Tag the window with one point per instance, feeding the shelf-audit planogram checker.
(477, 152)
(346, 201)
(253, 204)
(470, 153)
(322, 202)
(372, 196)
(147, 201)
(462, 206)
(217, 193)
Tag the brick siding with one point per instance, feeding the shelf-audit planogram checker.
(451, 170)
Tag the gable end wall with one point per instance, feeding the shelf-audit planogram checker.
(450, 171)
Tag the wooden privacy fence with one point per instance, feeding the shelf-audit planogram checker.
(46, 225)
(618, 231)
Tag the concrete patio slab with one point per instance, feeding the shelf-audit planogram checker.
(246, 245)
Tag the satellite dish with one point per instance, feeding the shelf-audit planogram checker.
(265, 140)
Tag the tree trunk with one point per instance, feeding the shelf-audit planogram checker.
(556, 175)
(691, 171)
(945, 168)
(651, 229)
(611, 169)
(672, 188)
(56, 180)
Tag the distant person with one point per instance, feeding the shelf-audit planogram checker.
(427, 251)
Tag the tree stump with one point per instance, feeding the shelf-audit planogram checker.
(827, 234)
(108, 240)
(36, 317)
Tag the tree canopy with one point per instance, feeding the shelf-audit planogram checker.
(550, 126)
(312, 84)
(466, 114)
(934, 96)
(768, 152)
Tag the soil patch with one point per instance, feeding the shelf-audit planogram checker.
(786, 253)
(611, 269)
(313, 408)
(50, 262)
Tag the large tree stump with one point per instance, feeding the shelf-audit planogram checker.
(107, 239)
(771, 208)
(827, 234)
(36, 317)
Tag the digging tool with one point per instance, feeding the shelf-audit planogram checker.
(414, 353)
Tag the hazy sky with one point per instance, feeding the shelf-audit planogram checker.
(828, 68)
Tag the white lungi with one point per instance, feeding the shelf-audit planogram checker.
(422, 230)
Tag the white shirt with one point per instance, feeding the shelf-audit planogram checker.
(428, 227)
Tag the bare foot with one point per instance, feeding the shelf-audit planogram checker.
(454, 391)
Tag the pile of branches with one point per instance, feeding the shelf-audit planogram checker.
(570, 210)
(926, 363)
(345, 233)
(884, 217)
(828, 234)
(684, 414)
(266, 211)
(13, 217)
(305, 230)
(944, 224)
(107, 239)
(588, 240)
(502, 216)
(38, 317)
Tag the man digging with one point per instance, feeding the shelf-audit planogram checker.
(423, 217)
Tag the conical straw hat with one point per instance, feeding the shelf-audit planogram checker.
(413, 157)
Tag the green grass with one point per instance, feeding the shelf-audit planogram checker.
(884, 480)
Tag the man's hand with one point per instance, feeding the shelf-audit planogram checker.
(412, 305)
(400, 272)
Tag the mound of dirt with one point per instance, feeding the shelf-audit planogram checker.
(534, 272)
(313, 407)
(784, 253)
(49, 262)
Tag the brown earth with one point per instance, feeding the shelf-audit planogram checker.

# # #

Each entry above is to be quoted exactly.

- [Output]
Tag the window with one point per instance, feeding the shelf-audit planogram checker.
(477, 152)
(346, 201)
(253, 204)
(470, 153)
(322, 202)
(372, 196)
(147, 201)
(462, 206)
(217, 193)
Tag the brick siding with one point per instance, feeding the shelf-audit planogram checker.
(451, 170)
Tag the gable end wall with one point per instance, feeding the shelf-audit planogram checker.
(450, 171)
Tag the wooden privacy fence with one point per instance, feeding the shelf-audit planogram checker.
(46, 225)
(618, 231)
Tag the concrete patio slab with one point per instance, feeding the shelf-audit planogram checker.
(246, 245)
Tag the satellite dish with one point per instance, feeding the shelf-audit planogram checker.
(265, 140)
Tag the tree trunk with one point per instance, feeding the shelf-audit planogram checker.
(556, 175)
(691, 171)
(945, 168)
(651, 229)
(611, 169)
(672, 188)
(56, 180)
Tag the distant person with one point per instance, feeding the shelf-audit planogram checker.
(427, 251)
Tag the tree stump with one point per instance, feeding the shelf-audit planogram checker.
(827, 234)
(108, 240)
(36, 317)
Tag the tree canopy with one point per instance, feeding the shelf-audit planogram checker.
(550, 126)
(312, 84)
(466, 114)
(934, 96)
(768, 152)
Tag the soil patch with one point per instance, feeding the shelf-audit planogram checker.
(786, 253)
(611, 269)
(313, 408)
(50, 262)
Tag the large tree stump with one point per instance, feeding the shelf-audit planogram checker.
(107, 239)
(771, 208)
(827, 234)
(36, 317)
Tag the digging tool with one point per instance, feeding the shelf-audit planogram checker.
(414, 353)
Tag the hazy sky with one point per instance, feeding the shelf-audit planogram checker.
(828, 68)
Tag the white lungi with one point per instance, feeding the shelf-audit planogram checker.
(422, 230)
Tag the white shirt with one point per instance, feeding the shelf-audit planogram checker.
(428, 227)
Tag the bare foot with one point per instance, feeding the shelf-audit planogram checker.
(454, 391)
Tag the pile of branches with one point per instance, feeding the shelf-audit planogram checker.
(570, 210)
(926, 363)
(345, 233)
(884, 217)
(828, 234)
(684, 414)
(266, 211)
(13, 217)
(305, 230)
(944, 224)
(107, 239)
(588, 240)
(502, 216)
(38, 317)
Tag the man digging with one point per instance, feeding the shelf-audit planogram checker.
(423, 217)
Tag the conical straw hat with one point per instance, feeding the shelf-audit planogram checker.
(413, 157)
Tag the green grass with one point per instance, feeding the shelf-audit planogram checker.
(884, 480)
Tag the man's hand with one point per instance, feeding the shelf-audit planogram checker.
(412, 305)
(400, 272)
Tag the mound of dirt with one point per instance, feeding the shelf-audit planogram checker.
(534, 272)
(313, 407)
(784, 253)
(49, 262)
Tag the brown earth with one point per instance, feeding the shelf-audit planogram checker.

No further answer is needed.